Work to complete | Transcribe, word for word, the line containing "For every instance of the orange" and each line following it through the end of the listing below. Omit all other lines.

**********

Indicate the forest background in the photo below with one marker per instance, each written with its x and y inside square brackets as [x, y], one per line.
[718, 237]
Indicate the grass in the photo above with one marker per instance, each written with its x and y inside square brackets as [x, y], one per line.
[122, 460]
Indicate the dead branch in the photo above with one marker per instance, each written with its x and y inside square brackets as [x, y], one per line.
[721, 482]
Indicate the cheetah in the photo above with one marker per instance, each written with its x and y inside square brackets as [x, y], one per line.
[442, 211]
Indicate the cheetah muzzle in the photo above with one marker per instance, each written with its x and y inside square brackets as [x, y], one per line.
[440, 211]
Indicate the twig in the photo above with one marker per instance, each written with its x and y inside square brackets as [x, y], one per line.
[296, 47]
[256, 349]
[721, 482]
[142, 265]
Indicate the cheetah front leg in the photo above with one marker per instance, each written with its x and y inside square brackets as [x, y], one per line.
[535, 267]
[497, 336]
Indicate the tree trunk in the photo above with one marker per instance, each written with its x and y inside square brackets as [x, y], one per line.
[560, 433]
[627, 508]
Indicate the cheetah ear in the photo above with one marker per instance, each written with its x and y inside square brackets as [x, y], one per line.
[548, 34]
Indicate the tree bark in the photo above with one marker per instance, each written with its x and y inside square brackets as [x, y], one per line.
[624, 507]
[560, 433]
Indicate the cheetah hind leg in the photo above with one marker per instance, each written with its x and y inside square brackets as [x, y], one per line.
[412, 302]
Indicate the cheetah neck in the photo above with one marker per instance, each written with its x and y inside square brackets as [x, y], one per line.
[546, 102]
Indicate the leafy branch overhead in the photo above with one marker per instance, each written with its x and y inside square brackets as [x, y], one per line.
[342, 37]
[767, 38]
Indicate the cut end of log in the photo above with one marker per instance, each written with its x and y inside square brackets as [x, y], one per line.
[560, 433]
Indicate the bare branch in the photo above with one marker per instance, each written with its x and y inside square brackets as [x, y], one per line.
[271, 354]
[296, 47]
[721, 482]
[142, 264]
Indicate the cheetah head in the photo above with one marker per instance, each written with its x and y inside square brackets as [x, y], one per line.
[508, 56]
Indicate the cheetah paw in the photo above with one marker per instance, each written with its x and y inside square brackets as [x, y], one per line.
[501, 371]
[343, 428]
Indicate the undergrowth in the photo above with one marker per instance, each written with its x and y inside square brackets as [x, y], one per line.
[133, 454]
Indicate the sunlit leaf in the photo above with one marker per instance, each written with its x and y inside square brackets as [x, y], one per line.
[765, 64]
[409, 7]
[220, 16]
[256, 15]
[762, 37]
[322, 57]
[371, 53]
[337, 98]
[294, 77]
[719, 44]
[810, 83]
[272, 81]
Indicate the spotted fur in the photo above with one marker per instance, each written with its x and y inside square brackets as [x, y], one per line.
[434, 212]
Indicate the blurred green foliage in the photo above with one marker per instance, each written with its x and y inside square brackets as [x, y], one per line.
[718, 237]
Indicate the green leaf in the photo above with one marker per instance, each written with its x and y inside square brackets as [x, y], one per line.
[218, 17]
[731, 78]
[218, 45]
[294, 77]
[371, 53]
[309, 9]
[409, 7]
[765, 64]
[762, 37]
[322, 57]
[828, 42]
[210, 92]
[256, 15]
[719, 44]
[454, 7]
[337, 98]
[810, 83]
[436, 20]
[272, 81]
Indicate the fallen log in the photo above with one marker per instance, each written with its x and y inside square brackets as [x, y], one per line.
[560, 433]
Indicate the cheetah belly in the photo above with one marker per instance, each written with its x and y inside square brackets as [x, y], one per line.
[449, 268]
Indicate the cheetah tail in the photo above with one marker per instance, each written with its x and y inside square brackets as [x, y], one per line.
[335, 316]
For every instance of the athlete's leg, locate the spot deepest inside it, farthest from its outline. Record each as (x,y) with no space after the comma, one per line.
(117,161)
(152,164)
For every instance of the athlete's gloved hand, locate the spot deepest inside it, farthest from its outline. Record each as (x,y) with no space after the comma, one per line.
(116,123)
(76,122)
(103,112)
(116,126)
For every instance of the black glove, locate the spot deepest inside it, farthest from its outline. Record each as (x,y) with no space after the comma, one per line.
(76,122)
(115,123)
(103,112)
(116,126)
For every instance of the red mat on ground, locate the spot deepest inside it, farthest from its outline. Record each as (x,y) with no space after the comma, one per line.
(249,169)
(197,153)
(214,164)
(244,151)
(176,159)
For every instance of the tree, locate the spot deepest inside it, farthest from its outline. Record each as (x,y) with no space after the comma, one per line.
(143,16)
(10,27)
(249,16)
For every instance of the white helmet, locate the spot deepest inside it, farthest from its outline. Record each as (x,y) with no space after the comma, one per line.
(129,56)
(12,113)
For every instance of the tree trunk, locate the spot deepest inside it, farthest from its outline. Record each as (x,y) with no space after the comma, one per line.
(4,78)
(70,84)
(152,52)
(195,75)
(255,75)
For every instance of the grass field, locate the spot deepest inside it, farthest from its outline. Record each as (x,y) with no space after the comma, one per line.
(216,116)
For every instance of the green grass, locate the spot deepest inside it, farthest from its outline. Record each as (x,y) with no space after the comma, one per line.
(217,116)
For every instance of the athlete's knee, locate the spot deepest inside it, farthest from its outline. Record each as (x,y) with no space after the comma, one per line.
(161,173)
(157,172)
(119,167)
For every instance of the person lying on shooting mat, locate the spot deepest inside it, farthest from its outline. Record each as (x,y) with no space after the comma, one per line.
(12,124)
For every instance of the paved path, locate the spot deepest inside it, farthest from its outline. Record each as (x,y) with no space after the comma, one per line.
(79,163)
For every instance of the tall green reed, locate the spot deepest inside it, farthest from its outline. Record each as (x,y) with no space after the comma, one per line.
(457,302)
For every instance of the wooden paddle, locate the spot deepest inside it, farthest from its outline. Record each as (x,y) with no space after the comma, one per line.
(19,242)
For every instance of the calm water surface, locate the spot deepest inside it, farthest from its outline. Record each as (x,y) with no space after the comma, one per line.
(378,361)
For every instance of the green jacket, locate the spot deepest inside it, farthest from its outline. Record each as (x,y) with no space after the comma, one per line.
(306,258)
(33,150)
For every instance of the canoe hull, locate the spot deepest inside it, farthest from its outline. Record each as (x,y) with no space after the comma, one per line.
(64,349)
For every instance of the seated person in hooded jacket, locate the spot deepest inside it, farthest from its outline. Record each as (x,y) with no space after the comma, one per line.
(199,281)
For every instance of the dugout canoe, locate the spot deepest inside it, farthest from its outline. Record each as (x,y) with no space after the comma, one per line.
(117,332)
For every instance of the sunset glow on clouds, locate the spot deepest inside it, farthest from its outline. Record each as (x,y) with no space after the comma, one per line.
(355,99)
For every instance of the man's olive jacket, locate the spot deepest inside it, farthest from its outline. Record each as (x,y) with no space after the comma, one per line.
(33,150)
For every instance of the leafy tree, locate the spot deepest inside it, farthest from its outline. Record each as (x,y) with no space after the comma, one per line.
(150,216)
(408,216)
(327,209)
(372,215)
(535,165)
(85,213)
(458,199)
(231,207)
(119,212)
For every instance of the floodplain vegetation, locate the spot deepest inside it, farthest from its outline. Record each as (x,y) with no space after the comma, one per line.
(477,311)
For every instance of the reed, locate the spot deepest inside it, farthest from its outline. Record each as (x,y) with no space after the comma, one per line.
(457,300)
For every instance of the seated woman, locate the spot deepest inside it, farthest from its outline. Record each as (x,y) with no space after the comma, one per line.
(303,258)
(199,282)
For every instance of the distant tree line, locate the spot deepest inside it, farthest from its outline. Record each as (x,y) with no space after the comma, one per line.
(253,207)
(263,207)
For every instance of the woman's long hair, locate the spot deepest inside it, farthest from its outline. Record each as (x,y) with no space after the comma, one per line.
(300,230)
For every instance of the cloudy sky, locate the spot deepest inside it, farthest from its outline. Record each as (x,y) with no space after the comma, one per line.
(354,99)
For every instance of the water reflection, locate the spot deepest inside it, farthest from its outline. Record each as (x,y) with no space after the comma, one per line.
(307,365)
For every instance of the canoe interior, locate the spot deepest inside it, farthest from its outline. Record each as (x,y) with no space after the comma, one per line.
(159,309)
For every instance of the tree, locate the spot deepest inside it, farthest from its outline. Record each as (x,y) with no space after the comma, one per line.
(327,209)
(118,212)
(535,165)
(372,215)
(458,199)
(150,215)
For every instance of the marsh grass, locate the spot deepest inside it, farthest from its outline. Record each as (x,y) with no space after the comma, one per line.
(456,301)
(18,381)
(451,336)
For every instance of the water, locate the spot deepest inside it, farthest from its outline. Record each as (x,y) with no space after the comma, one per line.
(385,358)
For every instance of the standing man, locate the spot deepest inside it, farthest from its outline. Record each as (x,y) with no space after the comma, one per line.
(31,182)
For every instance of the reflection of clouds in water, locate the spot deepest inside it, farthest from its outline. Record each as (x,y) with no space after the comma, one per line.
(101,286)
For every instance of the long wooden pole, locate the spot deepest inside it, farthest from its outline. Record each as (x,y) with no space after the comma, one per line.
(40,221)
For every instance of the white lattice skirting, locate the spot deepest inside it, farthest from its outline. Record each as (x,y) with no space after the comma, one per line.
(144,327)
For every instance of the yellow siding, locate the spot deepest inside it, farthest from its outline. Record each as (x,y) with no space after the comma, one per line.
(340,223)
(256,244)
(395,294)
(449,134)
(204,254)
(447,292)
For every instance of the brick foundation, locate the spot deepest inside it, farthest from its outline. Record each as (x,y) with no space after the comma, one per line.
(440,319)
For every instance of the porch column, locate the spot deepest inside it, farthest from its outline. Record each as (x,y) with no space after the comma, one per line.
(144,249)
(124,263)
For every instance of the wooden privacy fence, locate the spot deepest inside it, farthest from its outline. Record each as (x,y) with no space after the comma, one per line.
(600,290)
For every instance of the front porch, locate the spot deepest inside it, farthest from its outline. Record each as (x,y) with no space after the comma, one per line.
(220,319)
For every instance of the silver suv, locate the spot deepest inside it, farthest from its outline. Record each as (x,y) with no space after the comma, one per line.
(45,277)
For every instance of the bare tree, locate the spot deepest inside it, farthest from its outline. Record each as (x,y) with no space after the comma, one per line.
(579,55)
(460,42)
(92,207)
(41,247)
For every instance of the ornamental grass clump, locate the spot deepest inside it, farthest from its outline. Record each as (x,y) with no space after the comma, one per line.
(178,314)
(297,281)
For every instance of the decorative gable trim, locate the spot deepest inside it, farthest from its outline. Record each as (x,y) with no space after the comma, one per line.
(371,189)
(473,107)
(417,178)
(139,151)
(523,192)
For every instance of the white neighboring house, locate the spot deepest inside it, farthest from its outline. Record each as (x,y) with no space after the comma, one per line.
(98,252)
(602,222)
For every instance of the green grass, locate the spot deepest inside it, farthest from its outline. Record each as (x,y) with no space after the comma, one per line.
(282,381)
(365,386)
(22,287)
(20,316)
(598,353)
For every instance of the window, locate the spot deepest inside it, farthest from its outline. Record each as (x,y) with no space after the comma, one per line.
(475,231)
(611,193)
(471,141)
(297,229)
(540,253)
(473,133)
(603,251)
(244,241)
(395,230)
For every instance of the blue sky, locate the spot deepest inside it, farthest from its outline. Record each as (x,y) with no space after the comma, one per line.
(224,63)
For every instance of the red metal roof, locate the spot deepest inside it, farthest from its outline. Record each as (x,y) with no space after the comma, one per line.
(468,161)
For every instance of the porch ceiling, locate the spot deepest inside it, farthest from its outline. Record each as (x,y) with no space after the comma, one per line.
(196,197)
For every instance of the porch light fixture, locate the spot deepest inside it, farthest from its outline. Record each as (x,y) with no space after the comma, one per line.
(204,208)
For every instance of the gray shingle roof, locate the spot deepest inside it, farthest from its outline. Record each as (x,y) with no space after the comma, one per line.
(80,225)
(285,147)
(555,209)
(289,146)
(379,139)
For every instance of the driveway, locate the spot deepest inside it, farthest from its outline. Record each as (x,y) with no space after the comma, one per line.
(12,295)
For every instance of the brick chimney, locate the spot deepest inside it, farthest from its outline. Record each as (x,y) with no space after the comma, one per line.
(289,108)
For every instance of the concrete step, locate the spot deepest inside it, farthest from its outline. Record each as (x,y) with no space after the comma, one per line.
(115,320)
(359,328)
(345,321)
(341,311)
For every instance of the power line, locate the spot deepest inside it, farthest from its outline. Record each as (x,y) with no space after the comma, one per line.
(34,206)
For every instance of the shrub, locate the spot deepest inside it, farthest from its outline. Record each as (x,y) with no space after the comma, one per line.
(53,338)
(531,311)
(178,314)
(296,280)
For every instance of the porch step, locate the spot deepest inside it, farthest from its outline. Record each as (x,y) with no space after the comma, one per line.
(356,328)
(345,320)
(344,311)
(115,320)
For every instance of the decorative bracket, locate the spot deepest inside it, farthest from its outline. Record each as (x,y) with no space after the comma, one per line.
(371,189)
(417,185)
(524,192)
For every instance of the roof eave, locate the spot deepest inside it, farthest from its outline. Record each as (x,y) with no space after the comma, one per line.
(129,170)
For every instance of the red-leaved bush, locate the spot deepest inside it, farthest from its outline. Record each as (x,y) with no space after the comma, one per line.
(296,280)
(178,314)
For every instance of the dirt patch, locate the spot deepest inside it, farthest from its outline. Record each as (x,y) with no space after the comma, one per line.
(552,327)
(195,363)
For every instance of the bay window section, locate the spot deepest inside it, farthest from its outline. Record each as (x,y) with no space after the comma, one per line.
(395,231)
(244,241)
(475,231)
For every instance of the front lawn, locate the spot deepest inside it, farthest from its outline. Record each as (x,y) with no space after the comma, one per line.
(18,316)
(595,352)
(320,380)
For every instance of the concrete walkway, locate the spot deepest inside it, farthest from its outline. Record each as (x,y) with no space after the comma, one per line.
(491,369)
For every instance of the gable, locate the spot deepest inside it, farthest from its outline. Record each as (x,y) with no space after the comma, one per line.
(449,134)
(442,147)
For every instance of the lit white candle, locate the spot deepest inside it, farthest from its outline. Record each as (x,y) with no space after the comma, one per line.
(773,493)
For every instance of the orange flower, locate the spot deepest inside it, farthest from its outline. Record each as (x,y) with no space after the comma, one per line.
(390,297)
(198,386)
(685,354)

**********

Your solution |
For every instance of the orange flower, locate the spot deepest inside it, farthest from its outline. Record each as (x,y) with no space after the comma, one per line.
(390,297)
(198,386)
(685,354)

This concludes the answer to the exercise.